腕帯を巻くことが必要条件の従来の測定法には限界が
名古屋大学は2017年12月27日、腕帯(カフ)を必要としない血圧測定技術の開発に成功したと発表した。これは、同大大学院医学系研究科循環器内科学の室原豊明教授、坂東泰子講師、渡邊直樹大学院生による研究チームによるもの。研究成果は「Journal of the American College of Cardiology(JACC): Basic to Translational Science」電子版に12月25日付けで掲載されている。
画像はリリースより
およそ120年前に血圧という概念が発見されて以来、血圧測定は診察室で行われている聴診法や、現在の家庭血圧計に応用されているオシロメトリック法により行われてきた。血圧変化は脳心血管病発症の大きな原因となることが知られており、とくに家庭での自己測定血圧が重要視されている。
しかし、従来の測定法は、血圧を測定するために腕に帯状のカフを巻くことが測定の必要条件のため、これにより発生する入浴や運動などの生活シーンでの測定不能、カフ締め付けによる睡眠中の不快感や測定誤差の発生などの限界が指摘されていた。そのため、カフのない方法での血圧測定が可能になれば、今まで測定困難であった測定条件下で、血圧変化の「見える化」が可能となると期待されている。
全ての試験における精度要求を達成
今回の研究では、脈波から血圧を測定する技術である「カフレス血圧測定技術」が、実際に臨床応用可能な精度を有するかを検証。健常者ならびに循環器内科へ通院中、あるいは入院中の患者の血圧を、従来のカフ式ならびにカフレス式の同時測定によりデータ収集を行い、カフレス血圧値がカフレス血圧測定の世界標準規格であるIEEE標準規格(IEEE1708-2014)の要求する「安静試験」「血圧変動試験(上昇・低下)」「長期再現性試験」で精度を満たすかどうかを評価したという。

- - - -

やること =
A. 本文によると、研究成果はどの学術誌の電子版に掲載されましたか?
B. カフを使わない血圧測定が期待されているのはなぜですか?本文が挙げる理由を1〜3文で説明してください。
C. 本文の「腕帯を巻くことが必要条件の従来の測定法には限界が」から「測定血圧が重要視されている。」までを、一字も変えずにすべて引用してください。

- - - -

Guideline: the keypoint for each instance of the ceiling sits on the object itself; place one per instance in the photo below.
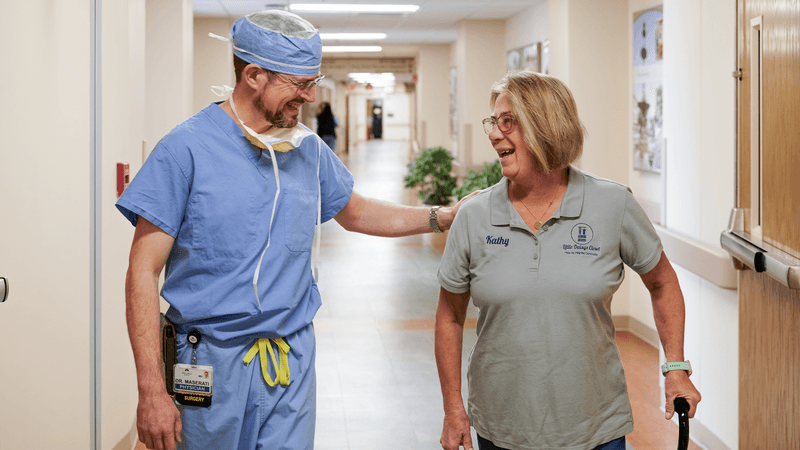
(434, 22)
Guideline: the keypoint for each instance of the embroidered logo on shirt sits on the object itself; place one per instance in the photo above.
(497, 240)
(582, 234)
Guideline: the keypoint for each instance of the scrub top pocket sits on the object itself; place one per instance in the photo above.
(299, 210)
(224, 222)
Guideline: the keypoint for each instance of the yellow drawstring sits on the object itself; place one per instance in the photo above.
(261, 346)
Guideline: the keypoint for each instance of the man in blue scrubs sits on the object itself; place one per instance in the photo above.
(227, 203)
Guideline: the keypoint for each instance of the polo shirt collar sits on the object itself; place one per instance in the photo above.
(503, 214)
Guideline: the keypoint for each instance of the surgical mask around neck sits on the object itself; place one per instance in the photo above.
(284, 137)
(279, 139)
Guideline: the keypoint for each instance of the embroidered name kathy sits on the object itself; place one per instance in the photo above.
(497, 240)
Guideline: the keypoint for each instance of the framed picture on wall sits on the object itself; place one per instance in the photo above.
(647, 94)
(525, 58)
(544, 57)
(530, 58)
(454, 104)
(513, 58)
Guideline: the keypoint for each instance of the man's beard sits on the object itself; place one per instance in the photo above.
(277, 119)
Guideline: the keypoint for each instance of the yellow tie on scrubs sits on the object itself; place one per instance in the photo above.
(262, 346)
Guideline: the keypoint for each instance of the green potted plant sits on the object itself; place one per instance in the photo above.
(488, 177)
(431, 173)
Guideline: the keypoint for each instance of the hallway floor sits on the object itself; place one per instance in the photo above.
(378, 387)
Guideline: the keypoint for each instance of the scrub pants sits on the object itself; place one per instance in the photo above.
(246, 413)
(616, 444)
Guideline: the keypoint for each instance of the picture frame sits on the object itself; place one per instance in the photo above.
(525, 58)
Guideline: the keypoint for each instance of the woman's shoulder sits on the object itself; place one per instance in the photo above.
(481, 202)
(602, 186)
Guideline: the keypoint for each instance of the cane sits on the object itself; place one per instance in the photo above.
(682, 408)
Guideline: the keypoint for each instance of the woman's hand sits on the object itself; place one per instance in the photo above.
(455, 431)
(677, 384)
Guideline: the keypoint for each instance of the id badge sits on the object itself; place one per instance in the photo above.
(193, 385)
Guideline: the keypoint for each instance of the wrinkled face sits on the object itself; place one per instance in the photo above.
(515, 157)
(279, 100)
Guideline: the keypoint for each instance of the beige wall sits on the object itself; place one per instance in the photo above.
(168, 81)
(588, 52)
(212, 64)
(480, 63)
(123, 135)
(44, 252)
(433, 96)
(45, 179)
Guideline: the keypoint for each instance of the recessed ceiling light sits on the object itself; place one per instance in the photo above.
(352, 36)
(351, 48)
(351, 8)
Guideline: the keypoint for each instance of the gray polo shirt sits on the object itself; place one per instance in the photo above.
(545, 372)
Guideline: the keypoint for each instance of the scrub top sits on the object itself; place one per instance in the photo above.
(206, 186)
(545, 371)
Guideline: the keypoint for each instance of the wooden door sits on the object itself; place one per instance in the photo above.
(768, 190)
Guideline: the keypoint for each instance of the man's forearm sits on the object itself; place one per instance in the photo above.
(669, 313)
(142, 314)
(381, 218)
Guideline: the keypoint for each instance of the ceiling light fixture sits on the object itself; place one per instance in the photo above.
(352, 36)
(350, 48)
(351, 8)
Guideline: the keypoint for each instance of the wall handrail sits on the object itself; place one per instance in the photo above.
(710, 263)
(758, 255)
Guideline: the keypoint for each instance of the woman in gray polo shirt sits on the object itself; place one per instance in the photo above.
(541, 254)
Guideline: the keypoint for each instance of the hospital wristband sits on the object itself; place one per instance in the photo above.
(433, 219)
(680, 365)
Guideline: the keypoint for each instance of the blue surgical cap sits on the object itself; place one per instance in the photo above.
(279, 41)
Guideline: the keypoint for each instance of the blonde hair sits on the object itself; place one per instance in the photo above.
(545, 109)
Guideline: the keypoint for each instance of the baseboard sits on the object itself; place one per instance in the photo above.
(640, 330)
(704, 438)
(699, 434)
(128, 442)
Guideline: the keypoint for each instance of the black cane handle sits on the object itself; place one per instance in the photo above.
(682, 408)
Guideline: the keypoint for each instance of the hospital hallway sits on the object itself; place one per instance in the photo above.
(378, 386)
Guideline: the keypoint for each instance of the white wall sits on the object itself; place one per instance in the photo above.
(433, 96)
(588, 52)
(212, 60)
(397, 117)
(123, 134)
(699, 56)
(45, 181)
(527, 27)
(169, 48)
(44, 253)
(480, 65)
(591, 53)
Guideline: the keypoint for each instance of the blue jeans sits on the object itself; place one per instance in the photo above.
(616, 444)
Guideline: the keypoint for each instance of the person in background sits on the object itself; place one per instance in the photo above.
(326, 125)
(227, 204)
(541, 253)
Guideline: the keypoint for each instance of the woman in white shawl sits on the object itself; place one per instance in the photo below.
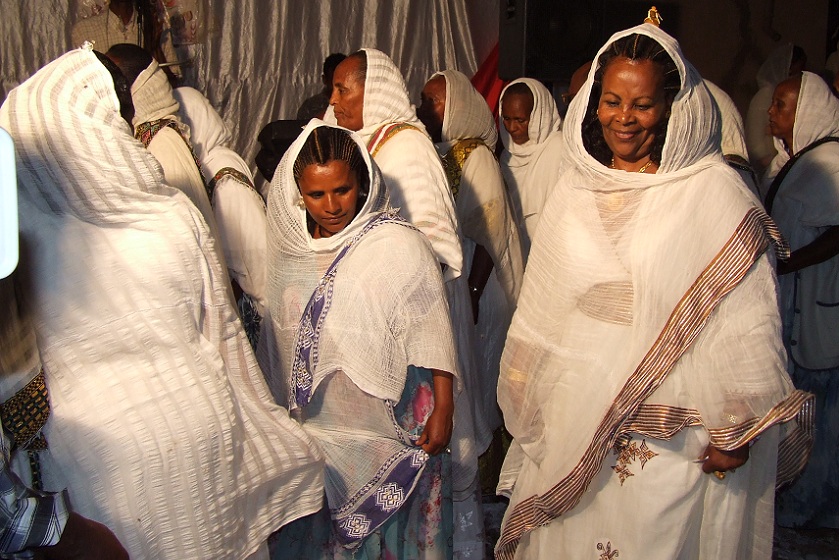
(461, 125)
(238, 207)
(785, 60)
(803, 197)
(162, 426)
(644, 359)
(370, 97)
(529, 118)
(357, 341)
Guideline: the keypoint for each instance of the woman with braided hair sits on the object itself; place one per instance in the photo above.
(357, 343)
(644, 364)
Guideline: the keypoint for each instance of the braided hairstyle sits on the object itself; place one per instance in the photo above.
(327, 144)
(633, 47)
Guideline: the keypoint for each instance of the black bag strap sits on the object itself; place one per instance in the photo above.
(779, 178)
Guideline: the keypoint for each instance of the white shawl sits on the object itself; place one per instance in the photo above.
(238, 208)
(599, 320)
(485, 218)
(529, 189)
(407, 160)
(153, 100)
(773, 70)
(162, 426)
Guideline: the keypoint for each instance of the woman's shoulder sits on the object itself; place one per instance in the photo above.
(395, 241)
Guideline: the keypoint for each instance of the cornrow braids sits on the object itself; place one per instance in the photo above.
(327, 144)
(633, 47)
(519, 88)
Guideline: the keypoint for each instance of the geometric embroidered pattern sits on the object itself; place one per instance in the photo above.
(389, 497)
(627, 452)
(419, 459)
(356, 525)
(606, 552)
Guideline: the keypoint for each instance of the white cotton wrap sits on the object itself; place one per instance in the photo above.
(601, 285)
(162, 426)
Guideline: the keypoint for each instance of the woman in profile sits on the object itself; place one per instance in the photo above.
(644, 361)
(358, 344)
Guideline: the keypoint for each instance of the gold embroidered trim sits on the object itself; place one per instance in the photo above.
(384, 134)
(749, 240)
(455, 158)
(628, 452)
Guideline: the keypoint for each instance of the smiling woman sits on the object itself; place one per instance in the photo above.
(629, 107)
(645, 359)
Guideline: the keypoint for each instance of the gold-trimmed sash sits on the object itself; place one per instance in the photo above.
(455, 158)
(385, 133)
(749, 240)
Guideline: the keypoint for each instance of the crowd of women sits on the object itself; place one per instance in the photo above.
(606, 290)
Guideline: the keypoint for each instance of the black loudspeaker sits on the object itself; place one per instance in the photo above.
(274, 139)
(549, 39)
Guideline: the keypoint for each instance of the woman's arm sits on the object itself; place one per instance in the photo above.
(438, 429)
(478, 277)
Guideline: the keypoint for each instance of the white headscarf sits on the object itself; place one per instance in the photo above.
(733, 140)
(386, 98)
(160, 411)
(816, 117)
(371, 334)
(544, 120)
(152, 96)
(408, 161)
(467, 113)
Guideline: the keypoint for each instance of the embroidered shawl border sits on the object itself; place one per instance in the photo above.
(663, 422)
(750, 239)
(385, 133)
(380, 498)
(229, 172)
(455, 158)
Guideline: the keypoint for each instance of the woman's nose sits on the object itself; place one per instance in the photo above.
(333, 204)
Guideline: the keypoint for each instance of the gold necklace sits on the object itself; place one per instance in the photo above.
(642, 170)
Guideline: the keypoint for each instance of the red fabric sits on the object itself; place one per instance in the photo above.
(487, 82)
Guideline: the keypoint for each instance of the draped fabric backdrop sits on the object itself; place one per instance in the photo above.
(256, 60)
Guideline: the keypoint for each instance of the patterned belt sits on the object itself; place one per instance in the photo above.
(23, 417)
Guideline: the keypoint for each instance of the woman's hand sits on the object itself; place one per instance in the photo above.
(719, 461)
(438, 428)
(438, 431)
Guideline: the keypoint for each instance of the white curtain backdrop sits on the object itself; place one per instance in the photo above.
(256, 60)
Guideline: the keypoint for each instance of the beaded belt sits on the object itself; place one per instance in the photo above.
(23, 417)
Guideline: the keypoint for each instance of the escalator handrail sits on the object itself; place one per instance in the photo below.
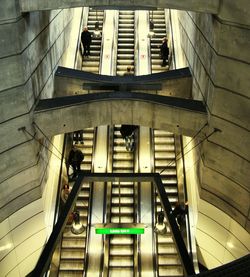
(45, 257)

- - - -

番号付き解答 =
A. 「Journal of the American College of Cardiology(JACC): Basic to Translational Science」の電子版です。

B. 従来の測定法は腕にカフを巻くことが必要条件でした。そのため、入浴中や運動中には測定できず、睡眠中にはカフの締め付けによる不快感や測定誤差が生じるといった限界がありました。カフなしで測定できれば、これまで測定が難しかった条件下でも血圧変化の「見える化」が可能になると考えられているからです。

C.
腕帯を巻くことが必要条件の従来の測定法には限界が
名古屋大学は2017年12月27日、腕帯(カフ)を必要としない血圧測定技術の開発に成功したと発表した。これは、同大大学院医学系研究科循環器内科学の室原豊明教授、坂東泰子講師、渡邊直樹大学院生による研究チームによるもの。研究成果は「Journal of the American College of Cardiology(JACC): Basic to Translational Science」電子版に12月25日付けで掲載されている。
画像はリリースより
およそ120年前に血圧という概念が発見されて以来、血圧測定は診察室で行われている聴診法や、現在の家庭血圧計に応用されているオシロメトリック法により行われてきた。血圧変化は脳心血管病発症の大きな原因となることが知られており、とくに家庭での自己測定血圧が重要視されている。